- **Exercise A**: Quote the passage of the SWAN SF data write-up that starts at "In tslearn, a" and ends after "arrays, using to_time_series_dataset.".
- **Exercise B**: Write the next part of the SWAN SF data write-up, starting after its final sentence.

- **Document text**:
Summer Code Sprint [2020]

DataMine

INSIGHTS IN THE DATA

SWAN SF dataset has been partitioned into 5 sets. The work shown below is with respect to the partition 1 which spans from May 1st, 2010 to February 28, 2012. This amounts to a total of 7270 MVTS.

Feature Analysis and Subsampling:

For insight into the data partition a histogram and count of each flare values is shown.

The Q flare dominates the count and shows the unbalance in the dataset .

This imbalance in the dataset severely hampers the performance of Machine learning models to learn and evaluate fairly on each class flare.

Bar Plot showing count of each flare class in the partition 1 dataset of SWAN SF .

To counter this unbalance in the dataset the data will be resampled so as to have balanced 'strong' and 'weak' class flares. A strong class flare consists of both X and M flare and a weak class fare is combination of all Q, C and B flares. For resampling the data the idea is to undersample the data meanwhile trying to preserve the climatology from the initial dataset.

Original distribution of combined strong and weak flares showing contributions of each class for total 77k+ time series.

Undersampled distribution of XM and BCQ class flares showing each class flare contribution to make a balanced dataset of 1000 time series.

For further analysis we create a binary class dataset which merges CBN and XM flares as individual components. Further on resampling the data with 1000 flare points while preserving the climatology.

Bar plots showing count of each class flare after undersampling to create a 1000 time series pet dataset.

For undersampling we take 500 class flares in each of the binary classes ['XM' and 'BCQ'] and scale them down from the original distribution to proportionate distribution. For example we scale down Q flare from original distribution while maintaining the ratio with C and B class flares.

For analysis we also make another pet dataset with a binary class distribution having strong and weak class flares.

tslearn:

tslearn is a Python package that provides machine learning tools for the analysis of time series. This package builds on other commonly used python libraries.

tslearn.utils helps doing transformations on time series.

Dynamic Time Warping (DTW) is a similarity measure between time series. Let us consider two time series

In tslearn, a time series is nothing more than a two-dimensional numpy array with its first dimension corresponding to the time axis and the second one being the feature dimensionality (1 by default).

Then, if we want to manipulate sets of time series, we can cast them to three-dimensional arrays, using to_time_series_dataset.

Our pet dataset is processed by tslearn package using to_time_series_dataset which converts each individual time series into a numpy 3D array of shape (n , T, d) where n is the number of time series, T is the length and d is the dimensionality

Pre Processing of Data

Diving deeper in the dataset, major roadblocks in the processing of data in ML algorithms is the varied scales in each parameters, NaN values and lower computational power.

Normalization of the data handles irregular scales of parameters, standardization makes sure the mean of the data is 0 and standard deviation is 1, Imputation handles non numeric values and Resampling data of data helps in working with smaller dataset to counter all the above errors. These packages are built using functionalities in tslearn library and are imported as shown.

Dataset entries:
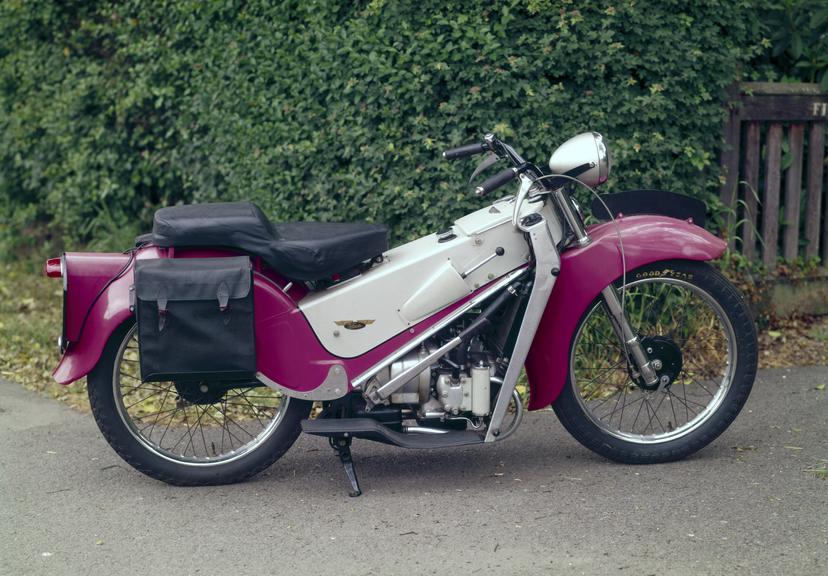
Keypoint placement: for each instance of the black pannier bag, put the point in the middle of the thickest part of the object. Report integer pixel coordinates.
(195, 319)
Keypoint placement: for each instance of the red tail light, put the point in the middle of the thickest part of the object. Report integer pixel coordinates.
(53, 268)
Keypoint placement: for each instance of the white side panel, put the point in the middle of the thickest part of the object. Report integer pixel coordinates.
(371, 305)
(444, 287)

- **Exercise output A**:
In tslearn, a time series is nothing more than a two-dimensional numpy array with its first dimension corresponding to the time axis and the second one being the feature dimensionality (1 by default).

Then, if we want to manipulate sets of time series, we can cast them to three-dimensional arrays, using to_time_series_dataset.

- **Exercise output B**:
Usually when splitting the dataset into Train and testing data we prefer our testing data is untouched and is completely ghosted from the training data to avoid bias creeping in classification. An extension of this error can arise when we balance testing dataset along with training dataset. Balancing of dataset can lead to introducing similar distribution in testing dataset as of training set.

To avoid this issue, testing dataset selection is changed so as to take a different partition3 of class flare exclusively to get testing dataset and then use it to test classifier accuracy.

Normalization : Min - Max normalization (-1, 1)

Imputation : replace Nan values with mean

Resampling : taking a smaller sample to ease computation load.

** Going ahead we will resample the dataset to include only 20 parameters instead of the existing 33 parameters.

Distribution of partition 3 without balancing the data

Classical Machine Learning :

K- Nearest Neighbor :

The dataset of 1000 time series is randomly split into train and testing datasets in a ratio of 3 : 1 respectively. This is done using library in sklearn package.

Nearest Neighbor algorithm trains the model based on 'k' nearest neighbors and this model in turn predicts any given class which can be evaluated using accuracy measure.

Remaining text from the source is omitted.